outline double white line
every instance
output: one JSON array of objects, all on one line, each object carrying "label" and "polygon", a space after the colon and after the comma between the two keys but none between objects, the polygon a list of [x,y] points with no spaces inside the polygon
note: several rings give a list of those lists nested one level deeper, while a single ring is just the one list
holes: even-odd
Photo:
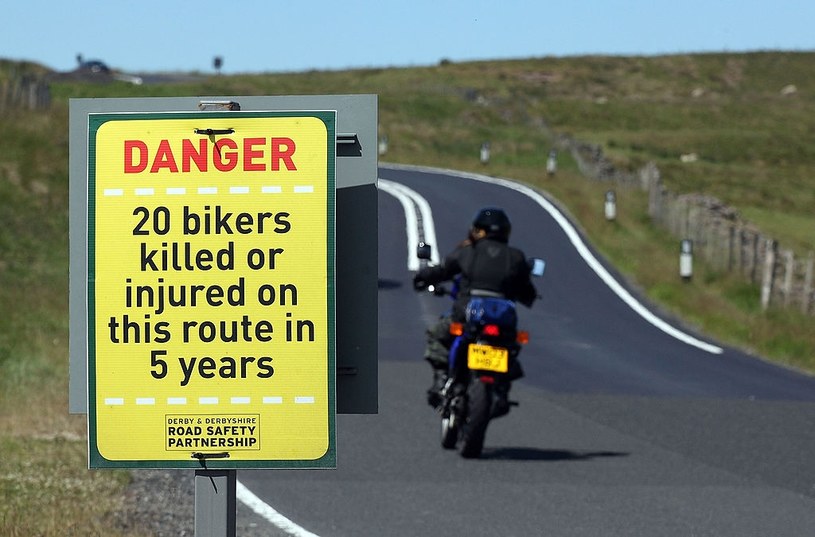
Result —
[{"label": "double white line", "polygon": [[430,263],[438,265],[440,260],[436,243],[436,225],[433,223],[433,211],[430,210],[427,200],[415,190],[387,179],[379,179],[379,188],[399,200],[405,210],[408,270],[417,271],[421,267],[415,250],[420,242],[430,245]]}]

[YOUR INSTRUCTIONS]
Please transcribe every entry above exactly, leaving out any pictures.

[EXERCISE RESPONSE]
outline double white line
every instance
output: one JSON array of objects, all on one line, each object carrying "label" and "polygon", a space after the colon and after the comma between the two keys but none between objects, the polygon a list of [x,y] points with no spaces inside the polygon
note: several rings give a list of those lists nested one level deeper, while a single ring is just the one list
holes: even-odd
Photo:
Result —
[{"label": "double white line", "polygon": [[430,263],[438,265],[440,260],[436,243],[436,225],[433,223],[433,211],[430,210],[427,200],[415,190],[387,179],[379,179],[379,188],[399,200],[405,210],[408,270],[417,271],[421,267],[415,250],[420,242],[430,245]]}]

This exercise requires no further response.